### Exercise directions
Return the full material exactly.

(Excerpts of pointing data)
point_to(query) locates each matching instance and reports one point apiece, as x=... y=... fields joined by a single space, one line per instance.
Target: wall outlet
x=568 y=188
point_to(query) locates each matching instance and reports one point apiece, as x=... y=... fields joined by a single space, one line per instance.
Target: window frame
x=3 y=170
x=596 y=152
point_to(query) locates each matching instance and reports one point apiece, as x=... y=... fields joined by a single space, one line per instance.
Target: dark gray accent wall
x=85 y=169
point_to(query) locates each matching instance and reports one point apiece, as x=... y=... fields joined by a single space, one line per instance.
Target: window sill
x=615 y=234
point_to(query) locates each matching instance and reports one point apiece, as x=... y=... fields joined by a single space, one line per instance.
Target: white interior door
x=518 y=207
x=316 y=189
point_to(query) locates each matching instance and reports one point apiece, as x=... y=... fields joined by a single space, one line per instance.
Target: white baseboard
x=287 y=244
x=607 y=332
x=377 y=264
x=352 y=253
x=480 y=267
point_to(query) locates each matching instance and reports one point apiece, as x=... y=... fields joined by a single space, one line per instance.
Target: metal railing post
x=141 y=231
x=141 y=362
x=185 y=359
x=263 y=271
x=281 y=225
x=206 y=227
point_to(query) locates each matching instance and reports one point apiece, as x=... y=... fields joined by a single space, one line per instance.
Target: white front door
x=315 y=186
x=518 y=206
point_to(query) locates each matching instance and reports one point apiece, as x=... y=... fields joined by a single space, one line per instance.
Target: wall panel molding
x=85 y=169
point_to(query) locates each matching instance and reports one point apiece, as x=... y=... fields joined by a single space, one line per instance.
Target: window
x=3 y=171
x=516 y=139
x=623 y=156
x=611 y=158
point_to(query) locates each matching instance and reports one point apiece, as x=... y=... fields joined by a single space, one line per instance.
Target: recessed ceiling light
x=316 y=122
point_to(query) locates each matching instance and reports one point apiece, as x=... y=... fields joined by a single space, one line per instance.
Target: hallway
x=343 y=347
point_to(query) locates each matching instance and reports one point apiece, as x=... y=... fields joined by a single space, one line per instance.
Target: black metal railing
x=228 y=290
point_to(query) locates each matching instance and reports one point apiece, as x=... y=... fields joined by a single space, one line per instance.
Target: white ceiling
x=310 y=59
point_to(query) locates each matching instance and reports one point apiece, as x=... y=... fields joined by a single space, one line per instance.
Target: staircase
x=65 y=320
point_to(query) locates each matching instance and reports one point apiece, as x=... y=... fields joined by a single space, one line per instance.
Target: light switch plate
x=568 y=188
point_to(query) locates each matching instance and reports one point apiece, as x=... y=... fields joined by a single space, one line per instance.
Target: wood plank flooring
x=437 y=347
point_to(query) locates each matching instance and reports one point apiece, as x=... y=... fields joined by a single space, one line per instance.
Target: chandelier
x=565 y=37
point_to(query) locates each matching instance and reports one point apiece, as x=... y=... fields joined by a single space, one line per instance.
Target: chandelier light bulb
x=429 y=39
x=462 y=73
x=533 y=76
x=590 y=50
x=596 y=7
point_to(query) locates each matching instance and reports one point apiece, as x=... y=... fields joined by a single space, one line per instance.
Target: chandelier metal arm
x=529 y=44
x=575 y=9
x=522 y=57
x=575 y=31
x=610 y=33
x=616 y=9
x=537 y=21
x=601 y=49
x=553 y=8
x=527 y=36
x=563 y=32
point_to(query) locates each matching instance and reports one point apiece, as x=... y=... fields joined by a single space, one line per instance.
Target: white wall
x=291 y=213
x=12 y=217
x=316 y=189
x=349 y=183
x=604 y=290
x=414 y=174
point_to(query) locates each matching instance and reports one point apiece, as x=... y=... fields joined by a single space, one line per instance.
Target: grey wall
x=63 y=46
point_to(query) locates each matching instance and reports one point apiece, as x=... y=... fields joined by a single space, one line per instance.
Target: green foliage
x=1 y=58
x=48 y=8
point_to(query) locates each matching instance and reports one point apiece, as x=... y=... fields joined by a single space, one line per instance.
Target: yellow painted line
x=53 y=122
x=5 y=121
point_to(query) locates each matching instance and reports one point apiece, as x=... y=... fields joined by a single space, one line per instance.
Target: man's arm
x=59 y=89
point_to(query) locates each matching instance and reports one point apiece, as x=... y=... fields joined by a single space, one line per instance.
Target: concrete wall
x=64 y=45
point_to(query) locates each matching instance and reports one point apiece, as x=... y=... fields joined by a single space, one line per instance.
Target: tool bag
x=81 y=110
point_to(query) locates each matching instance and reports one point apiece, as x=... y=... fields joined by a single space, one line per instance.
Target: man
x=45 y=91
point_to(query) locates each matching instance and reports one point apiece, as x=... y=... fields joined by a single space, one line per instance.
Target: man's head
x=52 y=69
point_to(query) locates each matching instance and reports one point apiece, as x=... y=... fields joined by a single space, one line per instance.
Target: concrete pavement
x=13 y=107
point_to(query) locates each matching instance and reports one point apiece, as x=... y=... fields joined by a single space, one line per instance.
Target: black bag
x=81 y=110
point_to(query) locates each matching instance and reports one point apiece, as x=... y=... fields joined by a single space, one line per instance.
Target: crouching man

### Result for this task
point_to(query) locates each matching instance and reports one point apiece, as x=... y=... fields joined by a single space, one line per instance.
Target: wall outlet
x=568 y=188
point_to(query) locates each matching instance and reports one point apiece, as x=... y=... fields joined by a single space, one line per instance.
Target: window frame
x=3 y=170
x=596 y=152
point_to(query) locates each matching instance and reports one point apiece, as x=... y=... fields joined by a single space, one line per instance.
Target: dark gray accent wall
x=85 y=169
point_to(query) locates each matching instance and reports one point apiece, as x=... y=... fields joined by a single space, one line per instance.
Target: window sill
x=615 y=234
point_to(query) locates each matching instance and reports one point apiece, as x=... y=... fields joined by a single space, one line per instance.
Target: white interior door
x=518 y=207
x=316 y=189
point_to(query) locates each matching instance and reports one point apiece, as x=... y=... fields joined by a single space, one line per instance.
Target: white baseboard
x=287 y=244
x=607 y=332
x=377 y=264
x=352 y=253
x=480 y=267
point_to(query) locates each matching instance and reports one point apiece, as x=... y=... fields joined by a single space, one line per instance.
Target: metal railing post
x=141 y=231
x=141 y=362
x=185 y=359
x=263 y=271
x=281 y=225
x=206 y=227
point_to(query) locates each matching instance and reports one point apiece, as x=... y=... fields joined by a single space, one line per instance.
Target: white front door
x=315 y=186
x=518 y=206
point_to(query) locates each matching instance and reports one point apiece, as x=... y=... fields joined by a single space, one line per instance.
Target: wall panel molding
x=85 y=169
point_to(query) locates each matching instance and reports one point apiece, as x=... y=... fields joined by a single space, one line per instance.
Target: window
x=3 y=171
x=516 y=139
x=623 y=156
x=611 y=158
point_to(query) locates each matching instance and reports one point apiece, as x=... y=... fields joined by a single space, one line per instance.
Target: recessed ceiling light
x=316 y=122
point_to(query) locates each matching instance and reports one point apiece, as x=... y=... fields joined by a single space, one line per instance.
Target: hallway
x=343 y=347
point_to(query) locates each matching instance and reports one point apiece, as x=... y=... fields joined by a single space, one line per instance.
Target: black metal railing
x=228 y=290
point_to(query) locates each matching instance and reports one point apiece, as x=... y=... fields joined by a single space, one line per instance.
Target: white ceiling
x=310 y=59
point_to(query) locates each matching instance and reports one point apiece, as x=... y=... fields joined by a single space, one line per instance.
Target: staircase
x=65 y=320
point_to(query) locates each matching instance and reports one point apiece, as x=... y=... fields joined by a single space, one line per instance.
Target: light switch plate
x=568 y=188
point_to(query) locates each matching instance and reports one point apiece, as x=... y=... fields joined by a single space, one line per instance.
Target: wood plank flooring
x=437 y=347
point_to(query) locates each matching instance and reports one point apiece, as x=... y=... fields joined by a single space, one line per instance.
Target: chandelier
x=565 y=37
point_to(query) locates each matching instance and reports one point apiece, as x=... y=... fields joined by a single space, one line per instance.
Target: chandelier light bulb
x=429 y=39
x=462 y=73
x=533 y=76
x=590 y=50
x=596 y=7
point_to(query) locates each matching instance and reports one point apiece, as x=... y=... fields joined by a single space, one line per instance.
Target: chandelier metal arm
x=529 y=44
x=575 y=9
x=522 y=57
x=575 y=31
x=610 y=33
x=616 y=9
x=537 y=21
x=601 y=49
x=553 y=8
x=527 y=36
x=563 y=32
point_to(query) locates each matching instance and reports one point apiece, as x=... y=... fields joined by a single space, one line per instance.
Target: white wall
x=291 y=213
x=12 y=217
x=316 y=189
x=349 y=183
x=604 y=290
x=414 y=174
point_to(query) locates each matching instance and reports one point apiece, as x=... y=... fields joined by a single space, one line per instance.
Target: grey wall
x=63 y=46
point_to(query) locates each matching instance and reports one point apiece, as x=... y=... fields joined by a single space, one line per instance.
Target: green foliage
x=1 y=58
x=48 y=8
point_to(query) locates each matching instance and reports one point apiece, as x=... y=... fields joined by a single space, one line per instance.
Target: yellow painted line
x=53 y=122
x=5 y=121
point_to(query) locates each matching instance and reports one point apiece, as x=... y=... fields joined by a single space, one line per instance.
Target: man's arm
x=59 y=89
point_to(query) locates each matching instance and reports one point apiece, as x=... y=... fields joined by a single space, one line per instance.
Target: concrete wall
x=64 y=45
point_to(query) locates each matching instance and reports one point apiece, as x=... y=... fields joined by a single space, one line per instance.
Target: tool bag
x=81 y=110
point_to(query) locates each matching instance and reports one point apiece, as x=... y=... fields joined by a single space, one line per instance.
Target: man
x=45 y=91
point_to(query) locates each matching instance and reports one point apiece, as x=... y=... fields joined by a single space, one line per instance.
Target: man's head
x=52 y=69
point_to(query) locates each matching instance and reports one point apiece, as x=... y=... fields joined by a single space, one line per instance.
Target: concrete pavement
x=13 y=107
point_to(query) locates each matching instance and reports one point apiece, as x=... y=... fields joined by a single space, one line per instance.
Target: black bag
x=81 y=110
point_to(query) locates each matching instance and reports one point apiece, as x=... y=... fields joined by a single space, one line per instance.
Target: crouching man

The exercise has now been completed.